▶ Task list
(a) In the reserve passage, which micromoth is found nowhere else in Britain?
(b) Using the reserve passage, explain why the drainage ditches count as a key feature of the reserve.
(c) Please continue the reserve passage from its final sentence.

A key feature of the reserve is the drainage ditches, which have mostly remained intact through all these changes. Many of the species of importance in the site are associated with these ditches. The most significant, perhaps, is the nationally rare pondweed Potamogeton acutifolius, which occurs alongside ten other pondweed species. Other notable species in the ditches include the nationally rare shining ramshorn snail Segmentina nitida, the nationally scarce Desmoulin's whorl snail Vertigo moulinsiana, the great silver water beetle Hydrophilus piceus, and a micromoth called the Kentish neb, Monochroa niphognatha, which is found nowhere else in Britain. Water voles, otters and beavers are frequently seen in the ditches, as are 17 species of Odonata.

The grassland is nearly as ancient as the ditches, and is notable for its coastal character, with divided sedge Carex divisa, saltmarsh rush Juncus gerardii and narrow-leaved bird's-foot trefoil Lotus tenuis as typical constituents. Eight species of bat frequent the meadows, most notably notule and serotine, which often feed on dung beetles. Marsh harriers and hen harriers also favour this habitat.

▶ Data records
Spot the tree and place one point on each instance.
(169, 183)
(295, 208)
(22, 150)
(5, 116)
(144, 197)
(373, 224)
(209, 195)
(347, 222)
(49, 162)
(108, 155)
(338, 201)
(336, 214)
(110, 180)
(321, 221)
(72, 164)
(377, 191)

▶ Answer section
(a) The Kentish neb, Monochroa niphognatha.

(b) The ditches have mostly stayed intact through the site's changes, and many of the reserve's species of importance are associated with them. These include the nationally rare pondweed Potamogeton acutifolius and the Kentish neb micromoth, which is found nowhere else in Britain.

(c)
The reedbeds have a typical fauna for this habitat, including bearded tit, sedge warbler and reed warbler, and the subsidence lakes and artificial pools are popular with birdwatchers for migratory and wetland birds. The NNR has become famous for attracting rare and endangered bird species.

== Water quality issue ==
In 2020 Natural England issued formal advice on nutrient neutrality in the Stour catchment, in response to concern about the state of the SSSI. The background to this was that two of the lakes in particular, Stodmarsh Lake in the NNR and Collards Lake in the SSSI, had been judged to be in unfavourable condition owing to enrichment by nitrogen and phosphorus pollution, which are thought to result mainly from discharges from sewage treatment works. The pollutants enrich the lakes, causing an algal bloom and fish die-off, threatening populations of protected birds and the wildlife of the SSSI in general. The 'advice' obliges local authorities to ensure that any new developments within the catchment of the River Stour do not add to the nutrient burden of the river, which has effectively stalled the building of thousands of houses in Canterbury and Ashford.

Southern Water, the utility company responsible for operating the sewage works in question, responded with its own position statement, which states that the company is not empowered to undertake improvements without regulatory approval, and that any such improvements would be unlikely to occur before 2030.